To do: In the items below, swap the word "segment" for "region" wherever it occurs and change nothing else. Omit the pictures from your reproduction.

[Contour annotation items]
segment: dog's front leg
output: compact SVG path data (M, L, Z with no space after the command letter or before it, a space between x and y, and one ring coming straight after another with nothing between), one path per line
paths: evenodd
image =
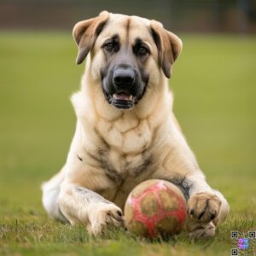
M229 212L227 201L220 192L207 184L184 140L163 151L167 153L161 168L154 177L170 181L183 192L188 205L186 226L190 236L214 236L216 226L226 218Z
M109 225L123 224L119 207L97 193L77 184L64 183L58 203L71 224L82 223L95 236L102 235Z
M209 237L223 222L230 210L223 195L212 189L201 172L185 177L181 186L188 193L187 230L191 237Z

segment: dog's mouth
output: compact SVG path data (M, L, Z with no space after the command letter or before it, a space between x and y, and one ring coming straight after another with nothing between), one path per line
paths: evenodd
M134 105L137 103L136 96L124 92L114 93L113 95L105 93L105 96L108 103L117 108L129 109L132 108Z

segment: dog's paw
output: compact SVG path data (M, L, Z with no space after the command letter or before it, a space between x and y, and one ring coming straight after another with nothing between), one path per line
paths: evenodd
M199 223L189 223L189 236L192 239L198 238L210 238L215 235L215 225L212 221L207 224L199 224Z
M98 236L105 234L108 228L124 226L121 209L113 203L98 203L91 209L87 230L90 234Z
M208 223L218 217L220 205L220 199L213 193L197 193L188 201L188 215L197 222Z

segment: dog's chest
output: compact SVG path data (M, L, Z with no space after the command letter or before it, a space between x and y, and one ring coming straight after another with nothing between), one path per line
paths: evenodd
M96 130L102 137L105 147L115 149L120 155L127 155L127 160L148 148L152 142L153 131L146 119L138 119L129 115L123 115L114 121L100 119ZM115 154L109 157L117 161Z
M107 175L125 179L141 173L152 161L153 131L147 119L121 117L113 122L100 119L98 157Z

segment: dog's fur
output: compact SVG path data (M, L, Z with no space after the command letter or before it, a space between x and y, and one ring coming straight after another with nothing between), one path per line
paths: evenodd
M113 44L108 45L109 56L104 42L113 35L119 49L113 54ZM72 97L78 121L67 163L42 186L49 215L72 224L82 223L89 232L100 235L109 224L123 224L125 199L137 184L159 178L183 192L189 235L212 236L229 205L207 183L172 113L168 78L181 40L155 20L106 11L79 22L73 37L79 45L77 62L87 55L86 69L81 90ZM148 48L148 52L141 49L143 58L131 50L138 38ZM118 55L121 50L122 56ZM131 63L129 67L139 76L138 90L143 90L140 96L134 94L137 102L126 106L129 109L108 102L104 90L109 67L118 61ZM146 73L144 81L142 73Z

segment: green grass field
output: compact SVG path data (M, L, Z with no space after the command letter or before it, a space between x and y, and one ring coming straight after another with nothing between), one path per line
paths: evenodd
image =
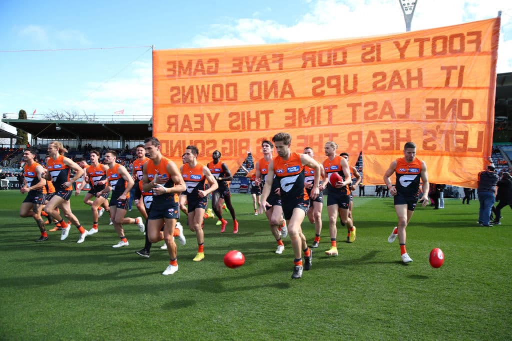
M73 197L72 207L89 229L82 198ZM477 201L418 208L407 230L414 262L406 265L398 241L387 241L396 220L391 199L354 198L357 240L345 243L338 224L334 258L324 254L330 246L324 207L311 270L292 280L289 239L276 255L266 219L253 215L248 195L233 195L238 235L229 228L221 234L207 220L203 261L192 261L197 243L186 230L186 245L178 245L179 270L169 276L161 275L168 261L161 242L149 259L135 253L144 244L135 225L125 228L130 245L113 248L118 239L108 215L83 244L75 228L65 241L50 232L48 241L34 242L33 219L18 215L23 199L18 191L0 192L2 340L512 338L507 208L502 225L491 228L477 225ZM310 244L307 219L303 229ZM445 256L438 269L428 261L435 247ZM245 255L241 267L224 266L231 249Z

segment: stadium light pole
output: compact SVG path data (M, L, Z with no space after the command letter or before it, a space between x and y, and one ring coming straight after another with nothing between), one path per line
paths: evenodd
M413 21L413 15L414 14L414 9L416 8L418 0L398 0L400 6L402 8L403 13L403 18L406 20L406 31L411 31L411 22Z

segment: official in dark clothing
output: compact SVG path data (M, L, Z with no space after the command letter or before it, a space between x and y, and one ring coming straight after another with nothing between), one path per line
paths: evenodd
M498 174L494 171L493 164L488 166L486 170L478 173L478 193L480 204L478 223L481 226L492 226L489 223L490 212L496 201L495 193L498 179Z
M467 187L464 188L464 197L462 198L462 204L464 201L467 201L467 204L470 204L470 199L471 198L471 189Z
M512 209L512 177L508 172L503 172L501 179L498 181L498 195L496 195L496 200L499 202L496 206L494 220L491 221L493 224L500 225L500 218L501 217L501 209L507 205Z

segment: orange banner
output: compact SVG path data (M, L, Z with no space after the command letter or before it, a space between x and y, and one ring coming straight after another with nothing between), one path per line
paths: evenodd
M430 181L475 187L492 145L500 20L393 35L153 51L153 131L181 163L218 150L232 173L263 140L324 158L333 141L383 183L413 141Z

The completed task:
region: dog's front leg
output: compact SVG path data (M, L, Z with no space after the command letter or before it, a space between x and y, and one ring coming straight after another with nothing between), one path per line
paths: evenodd
image =
M229 212L227 201L220 192L207 184L184 140L163 151L167 153L161 168L154 177L170 181L183 192L188 205L186 226L190 236L214 236L216 226L226 218Z
M109 225L123 224L119 207L97 193L77 184L64 183L58 203L71 224L82 223L95 236L102 235Z
M209 237L223 222L230 210L223 195L212 189L201 172L185 177L181 186L188 193L187 230L191 237Z

region: dog's mouth
output: compact SVG path data (M, L, Z with no space after the command letter or before it, a space between x and y, and one ring coming straight after another with nothing between), one path per line
paths: evenodd
M134 105L137 103L136 96L124 92L114 93L113 95L105 93L105 96L108 103L117 108L129 109L132 108Z

region: dog's paw
output: compact SVG path data (M, L, Z with no space after the command letter or before it, a space between x and y, and one ring coming straight after another with nothing between), one path per line
paths: evenodd
M199 223L189 223L189 236L192 239L198 238L210 238L215 235L215 225L212 221L207 224L199 224Z
M98 236L105 234L108 228L124 226L121 209L113 203L98 203L91 209L87 230L90 234Z
M208 223L218 217L220 205L220 199L213 193L197 193L188 201L188 215L197 222Z

region: dog's chest
output: compact SVG path data (M, L, Z with no space after the command letter or before it, a space between x and y, and one ring coming straight after another with nothing between), one path per line
paths: evenodd
M96 130L102 137L105 147L115 149L120 155L127 155L127 160L148 148L152 142L153 131L146 119L138 119L129 115L123 115L114 121L100 119ZM115 154L109 157L117 161Z
M107 175L125 179L141 173L152 161L153 131L147 119L121 117L113 122L100 119L98 157Z

region: dog's fur
output: compact SVG path data (M, L, Z with no space after the command letter or before it, a space between x and y, and one ring coming straight after another with nothing between), one path per line
paths: evenodd
M113 44L108 45L109 56L104 42L113 35L119 49L113 54ZM72 97L78 121L67 163L42 186L49 215L72 224L82 223L89 232L100 235L109 224L123 224L125 199L137 184L159 178L183 192L189 235L212 236L229 205L207 183L172 113L168 78L181 40L155 20L106 11L79 22L73 37L79 45L77 62L87 55L86 69L81 90ZM148 48L148 52L141 49L143 58L131 50L138 38ZM118 55L121 50L122 56ZM131 63L129 67L139 76L138 90L143 90L140 96L134 94L137 102L126 106L129 109L108 102L104 90L109 67L118 61ZM146 73L144 81L142 73Z

region: green grass field
output: compact SVG path data (M, L, Z with no space after the command letter or before it, a space between x and y, and one ring coming straight after another with nothing between), one path per line
paths: evenodd
image =
M73 197L72 207L89 229L82 198ZM477 201L418 208L407 230L414 262L406 265L398 241L387 241L396 220L391 199L354 198L357 240L345 243L338 224L334 258L324 254L330 246L324 207L311 270L292 280L289 239L276 255L266 219L253 215L248 195L233 195L238 235L229 228L221 234L207 220L203 261L192 261L197 243L186 230L186 245L178 245L179 270L169 276L161 275L168 261L161 242L149 259L135 253L144 244L135 225L125 228L130 245L113 248L118 239L108 215L83 244L75 228L65 241L50 232L48 241L34 242L33 219L18 215L23 199L18 191L0 192L2 340L512 338L507 208L502 225L491 228L477 225ZM310 244L307 219L303 229ZM445 256L438 269L428 261L435 247ZM245 255L241 267L224 266L231 249Z

region: stadium light pole
output: compact SVG path data (M, L, Z with no space after the command letter or before it, a space between x and y, and one ring coming straight after another with nothing between), one path per line
paths: evenodd
M413 21L413 15L414 14L414 9L416 8L418 0L398 0L400 6L402 8L403 13L403 18L406 20L406 31L411 31L411 22Z

region: official in dark clothing
output: compact SVG path data (M, L, Z with no space after the command letter or before it, a space between x and y, and one ring coming straight after another with nothing between), one path per line
paths: evenodd
M498 174L494 171L493 164L488 166L486 170L478 173L478 193L480 204L478 223L481 226L492 226L489 223L490 212L496 201L495 193L498 179Z
M467 187L464 188L464 197L462 198L462 204L464 201L467 201L467 204L470 204L470 199L471 198L471 189Z
M512 209L512 177L508 172L503 172L501 179L498 181L498 195L496 195L496 200L499 202L496 206L494 220L491 221L493 224L500 225L500 218L501 217L501 209L507 205Z

region: orange banner
output: compact SVG path data (M, L, Z with no space after the command letter or before it, a space between x and y, and one ring coming straight after another with nothing between), one path per line
paths: evenodd
M430 181L475 187L492 145L500 20L393 35L153 51L153 131L181 163L218 150L232 173L263 140L324 158L333 141L383 183L413 141Z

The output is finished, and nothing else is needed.